_本文:_
=-=-=-=-=

いつも前のめり

好きなことを好きなだけ

少しだけど変わっているみたい【国際女性デー】

もう十何年の付き合いになる高齢男性がいる。

私が知り合ったときから、括りとしては高齢男性だった彼は若い頃からバリバリ働いて未だに現役を貫く、まさにやり手の仕事マン。

経歴もさることながら、人生経験も豊富なのでお話していると面白いことのほうが多い。

けれど、そういった男性に対して「若い女」である私が会話をしていると、時として強烈な差別的発言や偏見のシャワーを浴びることにもなる。

彼氏はいるのか?

結婚はまだなのか?

そんなんじゃ"女"として終わってる。

例えばこんな風に尋ねる彼には悪気なんてまるでない。

それどころか、他にも、容姿や料理の腕前ジャッジなどレパートリーも無数にあって、まさしく、どこに出しても恥ずかしくない「昔は許された」らしいホモソ成分をふんだんに含んだ穫れたてピチピチのハラスメント男性である。

=-=-=-=-=

_提供データ:_

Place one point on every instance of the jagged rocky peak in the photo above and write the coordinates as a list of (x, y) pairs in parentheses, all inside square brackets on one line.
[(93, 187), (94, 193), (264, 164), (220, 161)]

=-=-=-=-=

_課題 1:_
本文の「経歴もさることながら、人生経験も豊富なのでお話していると面白いことのほうが多い。」という一文は、英語にするとどうなりますか。
_課題 2:_
本文の「経歴もさることながら、人生経験も豊富なのでお話していると面白いことのほうが多い。」から「チのハラスメント男性である。」までの部分で、「料理の腕前」を「服装のセンス」に置き換えて書き改めると、どうなりますか。
このデータは今回の作業とは関係がありません。

_解答例 1:_
Quite apart from his career, he also has a wealth of life experience, so talking with him is more often than not entertaining.

_解答例 2:_
経歴もさることながら、人生経験も豊富なのでお話していると面白いことのほうが多い。

けれど、そういった男性に対して「若い女」である私が会話をしていると、時として強烈な差別的発言や偏見のシャワーを浴びることにもなる。

彼氏はいるのか?

結婚はまだなのか?

そんなんじゃ"女"として終わってる。

例えばこんな風に尋ねる彼には悪気なんてまるでない。

それどころか、他にも、容姿や服装のセンスジャッジなどレパートリーも無数にあって、まさしく、どこに出しても恥ずかしくない「昔は許された」らしいホモソ成分をふんだんに含んだ穫れたてピチピチのハラスメント男性である。